### Work required
Reproduce only the lines from the one containing "Target: motorcycle exhaust pipe" through the one containing "column 457, row 216", both included, replacing "metal gate" with "iron gate" and leaving everything else unchanged.

### Material provided
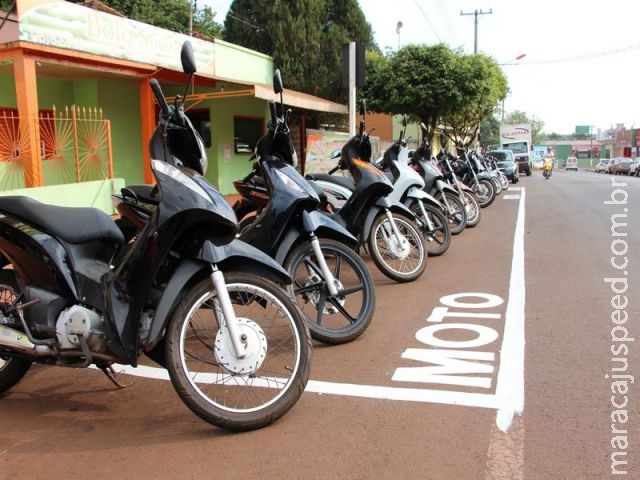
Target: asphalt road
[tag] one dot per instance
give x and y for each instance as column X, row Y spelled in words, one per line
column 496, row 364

* * *

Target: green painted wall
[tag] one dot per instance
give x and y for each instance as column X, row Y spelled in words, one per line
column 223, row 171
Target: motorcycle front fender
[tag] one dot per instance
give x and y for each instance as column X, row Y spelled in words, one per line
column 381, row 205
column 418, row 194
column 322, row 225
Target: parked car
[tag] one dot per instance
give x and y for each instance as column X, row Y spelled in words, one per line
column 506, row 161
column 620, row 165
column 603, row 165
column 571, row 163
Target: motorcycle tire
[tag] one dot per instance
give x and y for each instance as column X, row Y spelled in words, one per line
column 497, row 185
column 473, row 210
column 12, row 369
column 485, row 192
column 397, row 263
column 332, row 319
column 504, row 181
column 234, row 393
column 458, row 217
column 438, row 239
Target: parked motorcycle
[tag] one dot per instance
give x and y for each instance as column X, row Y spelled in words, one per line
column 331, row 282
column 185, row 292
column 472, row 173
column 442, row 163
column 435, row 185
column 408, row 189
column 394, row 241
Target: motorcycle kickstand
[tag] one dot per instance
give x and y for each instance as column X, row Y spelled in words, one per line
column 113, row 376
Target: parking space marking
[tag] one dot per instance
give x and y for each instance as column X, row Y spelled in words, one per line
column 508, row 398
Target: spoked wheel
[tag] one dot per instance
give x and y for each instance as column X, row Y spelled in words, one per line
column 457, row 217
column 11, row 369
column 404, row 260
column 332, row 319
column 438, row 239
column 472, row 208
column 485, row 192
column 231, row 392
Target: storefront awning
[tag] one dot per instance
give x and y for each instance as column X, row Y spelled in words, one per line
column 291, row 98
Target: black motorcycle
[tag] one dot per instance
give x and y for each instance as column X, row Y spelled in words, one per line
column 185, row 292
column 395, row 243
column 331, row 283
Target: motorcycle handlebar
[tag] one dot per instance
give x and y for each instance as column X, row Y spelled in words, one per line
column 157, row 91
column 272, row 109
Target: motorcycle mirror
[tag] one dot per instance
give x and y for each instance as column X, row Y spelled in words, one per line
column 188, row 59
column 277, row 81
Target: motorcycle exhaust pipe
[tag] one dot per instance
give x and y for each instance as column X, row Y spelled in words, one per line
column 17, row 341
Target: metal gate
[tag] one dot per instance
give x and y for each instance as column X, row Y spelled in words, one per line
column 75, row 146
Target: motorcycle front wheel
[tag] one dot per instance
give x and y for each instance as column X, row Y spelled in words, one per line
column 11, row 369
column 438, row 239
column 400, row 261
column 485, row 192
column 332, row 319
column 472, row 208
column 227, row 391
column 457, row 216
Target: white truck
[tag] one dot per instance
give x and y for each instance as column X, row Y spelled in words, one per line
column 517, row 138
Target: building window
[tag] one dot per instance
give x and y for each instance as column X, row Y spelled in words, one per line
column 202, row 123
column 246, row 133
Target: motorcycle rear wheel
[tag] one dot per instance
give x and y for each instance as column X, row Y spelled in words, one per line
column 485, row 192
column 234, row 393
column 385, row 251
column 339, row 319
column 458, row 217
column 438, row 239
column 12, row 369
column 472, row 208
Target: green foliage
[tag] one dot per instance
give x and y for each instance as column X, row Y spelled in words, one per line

...

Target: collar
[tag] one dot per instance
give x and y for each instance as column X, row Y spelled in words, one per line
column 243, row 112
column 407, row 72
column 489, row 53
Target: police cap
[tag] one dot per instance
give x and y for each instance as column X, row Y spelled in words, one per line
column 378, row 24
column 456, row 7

### Response to this task
Target: motorcycle exhaust pipe
[tag] one dot per instance
give x and y for each instance as column X, row Y spelled in words, one per line
column 17, row 341
Target: iron gate
[tag] one dot per instance
give x and y for each instance as column X, row Y spelled in words, one per line
column 75, row 146
Target: motorcycle front wheel
[tag] one dot per instance
give x and y for each instance as column X, row Y spelled in words, one per line
column 11, row 369
column 438, row 239
column 400, row 261
column 485, row 192
column 332, row 319
column 472, row 208
column 227, row 391
column 457, row 216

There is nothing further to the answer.